WORK ORDER - Give the entries again in full. Nothing may be altered.

═══ GIVEN ENTRIES ═══

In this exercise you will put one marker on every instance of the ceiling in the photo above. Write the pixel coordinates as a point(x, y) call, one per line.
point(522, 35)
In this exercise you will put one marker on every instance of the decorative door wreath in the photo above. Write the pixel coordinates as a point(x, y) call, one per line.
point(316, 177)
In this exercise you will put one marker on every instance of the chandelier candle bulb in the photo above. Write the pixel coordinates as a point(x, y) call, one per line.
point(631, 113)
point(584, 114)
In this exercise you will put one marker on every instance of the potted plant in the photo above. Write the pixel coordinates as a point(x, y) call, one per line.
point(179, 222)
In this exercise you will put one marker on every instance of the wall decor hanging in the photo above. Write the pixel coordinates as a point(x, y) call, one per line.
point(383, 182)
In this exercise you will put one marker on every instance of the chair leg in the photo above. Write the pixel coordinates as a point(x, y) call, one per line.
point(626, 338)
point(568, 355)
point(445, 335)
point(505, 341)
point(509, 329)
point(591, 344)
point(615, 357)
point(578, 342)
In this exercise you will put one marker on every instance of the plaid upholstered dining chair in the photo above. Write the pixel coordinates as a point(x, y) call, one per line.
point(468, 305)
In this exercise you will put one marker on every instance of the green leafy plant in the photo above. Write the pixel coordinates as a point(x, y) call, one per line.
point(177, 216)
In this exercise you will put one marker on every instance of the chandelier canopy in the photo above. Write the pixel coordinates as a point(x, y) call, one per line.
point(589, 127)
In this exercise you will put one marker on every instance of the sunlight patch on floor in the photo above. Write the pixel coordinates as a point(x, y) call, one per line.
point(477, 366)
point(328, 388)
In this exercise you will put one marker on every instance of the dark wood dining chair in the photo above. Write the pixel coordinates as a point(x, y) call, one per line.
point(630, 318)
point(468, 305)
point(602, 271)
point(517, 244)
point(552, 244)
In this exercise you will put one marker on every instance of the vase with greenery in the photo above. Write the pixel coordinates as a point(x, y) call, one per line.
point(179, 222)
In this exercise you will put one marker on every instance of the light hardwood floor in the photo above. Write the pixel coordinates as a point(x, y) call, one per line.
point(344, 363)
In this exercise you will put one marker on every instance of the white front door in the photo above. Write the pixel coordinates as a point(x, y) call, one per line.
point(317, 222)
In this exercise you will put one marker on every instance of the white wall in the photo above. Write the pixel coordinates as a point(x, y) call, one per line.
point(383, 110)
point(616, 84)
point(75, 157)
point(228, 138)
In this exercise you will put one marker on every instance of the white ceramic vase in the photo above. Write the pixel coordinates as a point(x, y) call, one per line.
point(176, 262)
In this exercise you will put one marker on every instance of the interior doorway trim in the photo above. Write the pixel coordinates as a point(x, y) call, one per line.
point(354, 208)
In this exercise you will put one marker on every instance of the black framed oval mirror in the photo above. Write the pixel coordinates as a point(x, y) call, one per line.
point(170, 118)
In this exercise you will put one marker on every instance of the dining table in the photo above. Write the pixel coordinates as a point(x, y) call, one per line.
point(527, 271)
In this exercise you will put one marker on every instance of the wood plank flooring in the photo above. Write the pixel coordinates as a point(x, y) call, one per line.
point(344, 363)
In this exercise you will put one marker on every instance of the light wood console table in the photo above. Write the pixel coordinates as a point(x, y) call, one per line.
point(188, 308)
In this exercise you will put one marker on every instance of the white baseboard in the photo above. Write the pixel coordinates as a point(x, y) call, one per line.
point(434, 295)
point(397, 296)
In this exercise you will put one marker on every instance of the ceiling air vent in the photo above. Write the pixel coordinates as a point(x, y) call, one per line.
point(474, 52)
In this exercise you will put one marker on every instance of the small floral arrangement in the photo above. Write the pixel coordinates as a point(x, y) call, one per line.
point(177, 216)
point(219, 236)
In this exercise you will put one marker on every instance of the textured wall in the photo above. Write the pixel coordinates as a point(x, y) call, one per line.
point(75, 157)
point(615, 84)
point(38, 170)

═══

ANSWER FOR THE TASK -
In this exercise you will put one marker on every instance of the ceiling in the photo above. Write the pixel coordinates as a point(x, y) call, one per line.
point(522, 35)
In this exercise you will put one marker on every instance of the decorative door wreath in the photo above. Write the pixel coordinates as a point(x, y) call, one per line.
point(316, 177)
In this exercise you will put one marker on every instance of the chandelier candle bulb in the photo above. Write the pixel coordinates as a point(x, y) call, one per line.
point(631, 113)
point(584, 114)
In this exercise you will put one marker on every instance of the potted plant in the photo above. Write the pixel coordinates as a point(x, y) call, one per line.
point(179, 222)
In this exercise you will put one marker on every instance of the wall decor hanging in the photo above. Write the pixel coordinates as a point(x, y) call, one per line.
point(383, 182)
In this exercise you will put one marker on every instance of the chair leg in the photo above. Write the pixel coordinates as a point(x, y) call, one per line.
point(626, 338)
point(568, 355)
point(445, 335)
point(505, 341)
point(509, 329)
point(591, 344)
point(615, 357)
point(578, 342)
In this exercise you will put one marker on every instance of the plaid upholstered dining chair in the photo above. Write the pixel coordinates as a point(x, y) call, one per line.
point(468, 305)
In this exercise you will put one marker on every instance of the green leafy plant in the photo above. Write the pixel coordinates as a point(x, y) call, one per line.
point(177, 216)
In this exercise you will put one marker on every instance of the chandelier canopy in the photo above. Write the pixel coordinates as a point(x, y) call, one per line.
point(589, 127)
In this exercise you will put one marker on every instance of the sunlight patch on floor in the photo above. Write the pixel coordinates as a point(x, y) call, one per line.
point(477, 366)
point(328, 388)
In this exercise you will put one marker on every instance of the dark wood dining chair in the photo above. Write the pixel coordinates as a point(x, y) call, one per line.
point(630, 318)
point(468, 305)
point(602, 271)
point(517, 244)
point(552, 244)
In this exercise you will put one marker on every instance of the vase with greenery in the photo above. Write the pixel coordinates as a point(x, y) call, one per line.
point(179, 222)
In this exercise you will put one marker on every instance of the light hardwood floor in the photo above. Write the pixel coordinates as a point(x, y) call, one per line.
point(344, 363)
In this exercise you will put one marker on every instance of the white front door in the photo above. Write the pixel coordinates as a point(x, y) call, one per line.
point(317, 222)
In this exercise you will put one marker on every instance of the white wall in the photo above. Write the pixel coordinates as a point(x, y) call, one per line.
point(383, 110)
point(616, 84)
point(75, 157)
point(228, 138)
In this exercise you will put one marker on every instance of the white ceramic vase in the photo above. Write the pixel coordinates as a point(x, y) call, one per line.
point(176, 262)
In this exercise you will put one marker on every instance of the interior doorway trim in the photo above. Write the pixel coordinates as a point(x, y) call, one per line.
point(354, 208)
In this exercise you will put one marker on every instance of the black framed oval mirror in the photo above. Write the pixel coordinates as a point(x, y) call, one per line.
point(170, 118)
In this exercise you will put one marker on every instance of the dining table in the photo above. Write the pixel coordinates as a point(x, y) call, one per line.
point(527, 271)
In this exercise you will put one marker on every instance of the wood plank flooring in the photo above. Write the pixel coordinates as a point(x, y) call, one per line.
point(344, 363)
In this exercise you will put one marker on every instance of the light wood console table in the photo above. Write the pixel coordinates as a point(x, y) call, one per line.
point(188, 308)
In this exercise you will put one marker on every instance of the white baseboard in the photo above. Write the pixel coordinates as a point(x, y) call, one per line.
point(434, 295)
point(397, 296)
In this exercise you will put one marker on every instance of the ceiling air vent in the photo above. Write the pixel coordinates as a point(x, y) call, one per line.
point(474, 52)
In this exercise you will put one marker on every instance of the small floral arrangement in the photo above. Write the pixel coordinates as a point(x, y) call, one per line.
point(177, 216)
point(219, 236)
In this exercise you will put one marker on every instance of the textured wall in the photo above. Write the pixel coordinates as a point(x, y) call, one per line.
point(75, 157)
point(615, 84)
point(38, 170)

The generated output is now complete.